Top of Passage for review

Both contain the same signal, so you can use whichever one is easiest in the following exercise. 

### Questions - part 1

**Note:** if the signal is too large for your computer to handle, use the alternative, shorter signal which contains only the first 15 seconds of the tune. See Cell 2a, where the filename is defined. 

Create several subplots: plot the signal on top, and below that create two subplots: in the first, plot the spectrogram using a window length of 256 samples. 
In the second, plot the spectrogram with a window length of 4096 samples. In both, use an overlap of 50. 

a) Explain what a spectrogram (in general) represents. Through which mathematical operation is the y-axis (frequency axis) created? What controls the value of the upper limit of the y-axis?

b) Compare the spectrograms with `NFFT=256` and `NFFT=4096`. What difference between the two do you notice? Think in terms of time and frequency resolution. Explain why this happens.  
Remember you can zoom in to specific parts of the signal by manipulating the plot limits 
(`plt.xlim((value1, value2))` or `plt.ylim((value1, value2))`) 

c) On both spectrograms, zoom in to frequency around 6780 Hz using `plt.ylim((value1, value2))` . This frequency corresponds to one of the bells. Isolate the signal of this bell as much as you can using a filter.  
Go to Cell 2c. In a new plot, plot the original (unfiltered) signal and the filtered signal on top of each other with different colors. How often does the 6780Hz bell ring in the first 10 seconds of the song? (You may want to trim the signal to the first 10 seconds first).

Bottom of Passage for review

▸ Tasks for this exercise
[a] In the spectrogram exercise, what frequency corresponds to one of the bells?
[b] Proceed with the spectrogram exercise, picking up right after its final sentence.
The data after the spectrogram exercise is not needed for the tasks.

Top of Data

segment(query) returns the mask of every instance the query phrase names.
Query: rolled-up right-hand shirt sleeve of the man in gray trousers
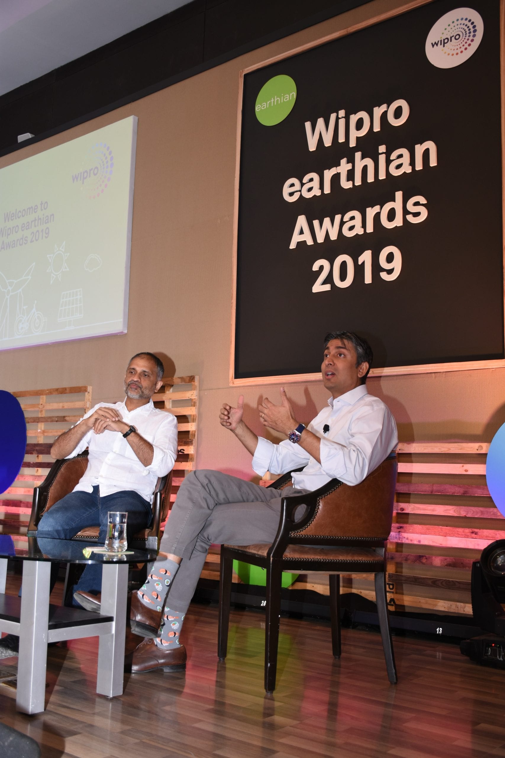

Bottom of Data

▸ Task results
[a] 6780 Hz

[b]
d) If you plot a spectrogram of the filtered signal, you will see that the energy of the signal outside your filter band is not exactly zero. What is this effect called?  
Explain how you could achieve a narrower filter (you do not need to execute it for this signal, just describe). What kind of tradeoff will you encounter as you use a narrower filter window? 



In [None]:
# Cell 2b - compare spectograms





### Answer to exercise 2 - part 1/1

a) ...


b) ...

In [None]:
# Cell 2c - isolate single bell

f_bell = 6780
stb = st.copy()





### Answer to exercise 2 - part 1/2

a) ...


b) ...

### Questions - part 2

In the following Cell 2d, we consider part of the spectral content of a single bell chime. The spectrum is calculated for several different lengths of time window:  
1. the complete bell chime (approx. 0.8 seconds)
2. a short time window (500 samples)
3. a longer time window (3000 samples)
4. the longer time window, with the rest of the signal set to zero (so 3000 samples + zero padding to complete signal length) (**Note:** in the first plot, the blue signal is offset downwards by 500 points. This is just to make the difference between green and blue line more visible. ) 

Explain the difference between the spectra obtained with the different time window lengths. 
In particular, consider why the peak around f=3750Hz does not show up when using the shortest time window (red line). Why is the blue spectrum smoother than the green one? 



In [None]:
# Cell 2d - single bell chime

NFFT = 256

# time limits to trim signal to, in seconds 
ts1 = st[0].stats.starttime + 9.1
ts2 = ts1 + 0.8

# subwindow lengths, in samples
lwin1 = 500
lwin2 = 3000

# time limits for subwindow in signal, in samples
lim1 = 17000
lim2 = lim1 + lwin1
lim3 = lim1 + lwin2

stsh = st.copy()
stsh.trim(ts1, ts2)
print(stsh)

stz = st.copy()
stz.trim(ts1, ts2)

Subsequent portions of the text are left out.